START Source material

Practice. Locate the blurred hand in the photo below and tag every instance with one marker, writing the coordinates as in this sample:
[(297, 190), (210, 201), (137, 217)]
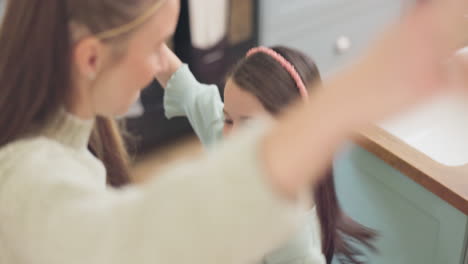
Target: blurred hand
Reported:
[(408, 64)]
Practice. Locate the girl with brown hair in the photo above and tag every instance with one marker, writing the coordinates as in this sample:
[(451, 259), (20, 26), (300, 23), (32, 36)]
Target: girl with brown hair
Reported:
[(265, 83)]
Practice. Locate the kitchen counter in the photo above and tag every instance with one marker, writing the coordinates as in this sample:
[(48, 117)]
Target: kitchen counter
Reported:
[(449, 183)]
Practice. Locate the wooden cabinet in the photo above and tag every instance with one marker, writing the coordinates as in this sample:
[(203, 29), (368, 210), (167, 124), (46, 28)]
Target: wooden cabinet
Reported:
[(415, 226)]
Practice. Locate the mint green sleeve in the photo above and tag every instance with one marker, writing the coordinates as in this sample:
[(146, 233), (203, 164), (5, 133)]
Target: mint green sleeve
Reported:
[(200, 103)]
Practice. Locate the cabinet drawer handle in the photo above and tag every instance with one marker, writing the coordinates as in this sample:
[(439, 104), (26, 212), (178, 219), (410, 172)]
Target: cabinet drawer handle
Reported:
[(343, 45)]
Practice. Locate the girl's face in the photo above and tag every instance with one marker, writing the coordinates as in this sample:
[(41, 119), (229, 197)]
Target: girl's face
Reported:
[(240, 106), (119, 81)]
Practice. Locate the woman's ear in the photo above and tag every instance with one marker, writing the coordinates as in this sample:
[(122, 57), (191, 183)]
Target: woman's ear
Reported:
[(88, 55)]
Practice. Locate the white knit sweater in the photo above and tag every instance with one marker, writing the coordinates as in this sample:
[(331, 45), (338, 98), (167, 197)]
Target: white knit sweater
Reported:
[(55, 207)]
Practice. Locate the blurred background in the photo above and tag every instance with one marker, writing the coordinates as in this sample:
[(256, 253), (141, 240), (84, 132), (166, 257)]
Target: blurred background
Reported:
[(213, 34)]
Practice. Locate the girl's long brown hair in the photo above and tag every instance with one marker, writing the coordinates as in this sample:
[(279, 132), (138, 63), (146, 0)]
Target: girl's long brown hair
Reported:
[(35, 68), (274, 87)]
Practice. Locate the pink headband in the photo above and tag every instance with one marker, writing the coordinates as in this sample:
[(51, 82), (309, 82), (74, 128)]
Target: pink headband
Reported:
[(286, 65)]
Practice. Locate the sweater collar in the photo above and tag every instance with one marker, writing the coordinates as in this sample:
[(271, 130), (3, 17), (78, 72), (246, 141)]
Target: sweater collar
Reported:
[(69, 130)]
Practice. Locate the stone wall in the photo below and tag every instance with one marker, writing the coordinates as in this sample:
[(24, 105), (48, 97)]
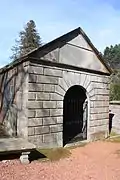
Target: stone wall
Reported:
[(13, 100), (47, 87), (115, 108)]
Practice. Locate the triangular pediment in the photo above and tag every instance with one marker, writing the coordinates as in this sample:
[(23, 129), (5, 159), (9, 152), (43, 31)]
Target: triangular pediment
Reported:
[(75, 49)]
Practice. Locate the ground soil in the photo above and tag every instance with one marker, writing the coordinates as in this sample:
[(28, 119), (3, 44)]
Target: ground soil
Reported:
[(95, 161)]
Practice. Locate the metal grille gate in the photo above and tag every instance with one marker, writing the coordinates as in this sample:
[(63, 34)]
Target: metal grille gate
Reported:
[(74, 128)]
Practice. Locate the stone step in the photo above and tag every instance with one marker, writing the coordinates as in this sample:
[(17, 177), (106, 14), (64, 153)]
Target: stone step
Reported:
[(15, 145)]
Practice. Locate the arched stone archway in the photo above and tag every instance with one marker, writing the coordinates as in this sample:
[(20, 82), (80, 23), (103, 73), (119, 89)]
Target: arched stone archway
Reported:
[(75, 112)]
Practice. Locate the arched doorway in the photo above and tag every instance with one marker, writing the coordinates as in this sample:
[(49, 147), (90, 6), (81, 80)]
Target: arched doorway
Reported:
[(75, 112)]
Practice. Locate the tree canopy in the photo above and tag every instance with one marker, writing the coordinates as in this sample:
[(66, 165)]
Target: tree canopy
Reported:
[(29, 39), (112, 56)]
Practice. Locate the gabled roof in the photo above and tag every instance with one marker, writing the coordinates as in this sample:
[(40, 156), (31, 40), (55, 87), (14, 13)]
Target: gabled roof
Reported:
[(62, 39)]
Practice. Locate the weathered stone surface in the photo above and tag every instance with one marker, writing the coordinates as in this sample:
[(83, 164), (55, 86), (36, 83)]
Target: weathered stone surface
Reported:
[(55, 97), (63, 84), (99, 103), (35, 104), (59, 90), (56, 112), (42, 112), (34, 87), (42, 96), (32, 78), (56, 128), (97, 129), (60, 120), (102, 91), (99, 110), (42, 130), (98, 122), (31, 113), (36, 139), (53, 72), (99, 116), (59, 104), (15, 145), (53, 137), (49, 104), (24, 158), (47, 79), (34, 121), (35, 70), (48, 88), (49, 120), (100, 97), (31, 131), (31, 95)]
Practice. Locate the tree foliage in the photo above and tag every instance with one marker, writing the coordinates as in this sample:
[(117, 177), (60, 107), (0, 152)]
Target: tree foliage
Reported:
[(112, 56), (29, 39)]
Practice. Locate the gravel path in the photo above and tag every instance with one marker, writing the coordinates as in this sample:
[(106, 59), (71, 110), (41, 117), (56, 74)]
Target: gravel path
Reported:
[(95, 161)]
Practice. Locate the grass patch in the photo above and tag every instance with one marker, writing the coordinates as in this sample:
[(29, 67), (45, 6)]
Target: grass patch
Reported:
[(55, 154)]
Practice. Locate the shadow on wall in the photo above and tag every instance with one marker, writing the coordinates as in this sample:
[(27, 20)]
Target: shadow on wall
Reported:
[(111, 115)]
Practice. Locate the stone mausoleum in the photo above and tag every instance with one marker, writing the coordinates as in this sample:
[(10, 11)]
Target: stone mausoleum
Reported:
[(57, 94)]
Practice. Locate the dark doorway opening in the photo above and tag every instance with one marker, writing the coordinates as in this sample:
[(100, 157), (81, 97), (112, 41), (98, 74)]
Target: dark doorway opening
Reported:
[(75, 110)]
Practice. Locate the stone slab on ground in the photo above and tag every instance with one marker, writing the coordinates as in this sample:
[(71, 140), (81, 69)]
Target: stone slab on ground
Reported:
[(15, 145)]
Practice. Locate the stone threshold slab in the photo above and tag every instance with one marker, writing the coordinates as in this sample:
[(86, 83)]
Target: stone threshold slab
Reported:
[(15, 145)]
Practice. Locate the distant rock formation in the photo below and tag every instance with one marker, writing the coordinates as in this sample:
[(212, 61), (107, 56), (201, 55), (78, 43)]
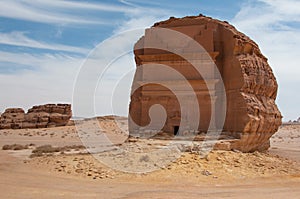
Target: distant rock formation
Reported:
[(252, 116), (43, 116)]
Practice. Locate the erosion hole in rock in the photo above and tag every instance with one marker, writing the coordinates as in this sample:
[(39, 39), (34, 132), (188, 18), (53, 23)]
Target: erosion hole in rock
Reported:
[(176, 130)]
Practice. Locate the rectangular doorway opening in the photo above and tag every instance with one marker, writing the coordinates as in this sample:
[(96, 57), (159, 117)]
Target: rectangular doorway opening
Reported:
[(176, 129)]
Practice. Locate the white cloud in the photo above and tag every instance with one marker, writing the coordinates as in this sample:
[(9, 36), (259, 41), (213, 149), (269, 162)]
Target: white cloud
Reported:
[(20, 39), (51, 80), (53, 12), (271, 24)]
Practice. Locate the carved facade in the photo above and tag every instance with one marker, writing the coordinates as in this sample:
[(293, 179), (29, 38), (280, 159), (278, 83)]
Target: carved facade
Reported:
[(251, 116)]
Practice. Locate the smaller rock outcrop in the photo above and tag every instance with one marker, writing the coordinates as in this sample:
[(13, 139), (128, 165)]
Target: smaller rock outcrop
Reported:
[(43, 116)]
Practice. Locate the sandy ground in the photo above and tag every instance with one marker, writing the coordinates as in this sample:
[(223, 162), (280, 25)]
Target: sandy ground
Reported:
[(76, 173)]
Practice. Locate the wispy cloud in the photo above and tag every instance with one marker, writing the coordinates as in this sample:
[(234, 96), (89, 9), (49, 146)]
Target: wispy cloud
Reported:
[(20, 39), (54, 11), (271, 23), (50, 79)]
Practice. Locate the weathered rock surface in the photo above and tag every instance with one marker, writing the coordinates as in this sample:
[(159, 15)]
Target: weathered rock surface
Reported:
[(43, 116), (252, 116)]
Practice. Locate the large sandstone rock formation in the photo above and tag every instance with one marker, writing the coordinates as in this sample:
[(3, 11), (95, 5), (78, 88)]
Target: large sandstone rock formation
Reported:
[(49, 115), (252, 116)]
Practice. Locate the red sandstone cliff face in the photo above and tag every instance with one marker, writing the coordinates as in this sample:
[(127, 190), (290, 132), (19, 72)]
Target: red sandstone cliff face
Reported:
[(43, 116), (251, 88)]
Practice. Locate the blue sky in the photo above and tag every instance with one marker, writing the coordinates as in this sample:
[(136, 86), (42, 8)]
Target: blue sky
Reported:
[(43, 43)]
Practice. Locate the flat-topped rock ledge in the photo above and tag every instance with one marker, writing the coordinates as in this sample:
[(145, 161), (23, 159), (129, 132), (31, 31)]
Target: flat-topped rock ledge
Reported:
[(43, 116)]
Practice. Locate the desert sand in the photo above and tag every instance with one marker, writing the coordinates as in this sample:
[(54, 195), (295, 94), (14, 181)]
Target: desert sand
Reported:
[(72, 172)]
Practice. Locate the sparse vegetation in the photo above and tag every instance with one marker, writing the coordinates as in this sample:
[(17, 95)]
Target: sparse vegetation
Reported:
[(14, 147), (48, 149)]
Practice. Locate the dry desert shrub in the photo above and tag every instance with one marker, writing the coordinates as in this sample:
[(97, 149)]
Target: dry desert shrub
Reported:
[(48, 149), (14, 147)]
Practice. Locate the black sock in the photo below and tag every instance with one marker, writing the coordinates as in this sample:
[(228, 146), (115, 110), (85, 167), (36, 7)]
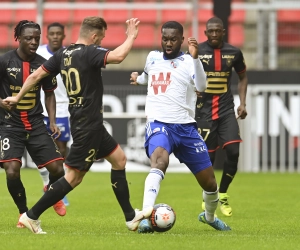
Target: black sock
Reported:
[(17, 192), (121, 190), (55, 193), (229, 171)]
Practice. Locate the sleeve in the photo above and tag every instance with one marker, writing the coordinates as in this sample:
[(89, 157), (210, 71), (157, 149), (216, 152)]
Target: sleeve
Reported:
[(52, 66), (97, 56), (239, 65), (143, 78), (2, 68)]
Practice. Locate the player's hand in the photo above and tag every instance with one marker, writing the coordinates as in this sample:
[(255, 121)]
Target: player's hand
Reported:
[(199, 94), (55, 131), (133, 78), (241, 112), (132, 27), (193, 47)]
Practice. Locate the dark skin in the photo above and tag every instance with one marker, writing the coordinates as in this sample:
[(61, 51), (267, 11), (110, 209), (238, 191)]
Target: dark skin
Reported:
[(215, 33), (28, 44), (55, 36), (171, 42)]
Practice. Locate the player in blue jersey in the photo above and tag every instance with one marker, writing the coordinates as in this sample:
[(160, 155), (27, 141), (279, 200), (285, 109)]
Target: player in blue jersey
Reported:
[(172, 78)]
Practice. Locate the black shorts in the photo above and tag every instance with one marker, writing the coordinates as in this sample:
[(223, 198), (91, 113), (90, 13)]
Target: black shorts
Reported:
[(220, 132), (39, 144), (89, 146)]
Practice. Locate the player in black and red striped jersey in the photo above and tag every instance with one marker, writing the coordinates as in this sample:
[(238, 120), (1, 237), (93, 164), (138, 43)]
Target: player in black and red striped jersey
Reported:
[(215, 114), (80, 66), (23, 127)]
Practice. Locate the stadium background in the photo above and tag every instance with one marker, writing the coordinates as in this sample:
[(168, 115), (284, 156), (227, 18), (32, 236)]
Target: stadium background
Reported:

END Source material

» Activity
Retype the entries above exactly, but only from the line containing "[(293, 179), (29, 38), (280, 159), (278, 83)]" through the line containing "Practice. Locate the sandy", both included.

» Output below
[(293, 179), (29, 38), (280, 159), (278, 83)]
Target: carved facade
Reported:
[(251, 116)]
Practice. Locate the smaller rock outcrop in the photo above and tag every instance with one marker, writing the coordinates as in this sample:
[(13, 139), (128, 165)]
Target: smaller rock outcrop
Reported:
[(43, 116)]
Practice. Locate the sandy ground in the photo above and tag every instance with one marker, writing the coordinates as in this sample:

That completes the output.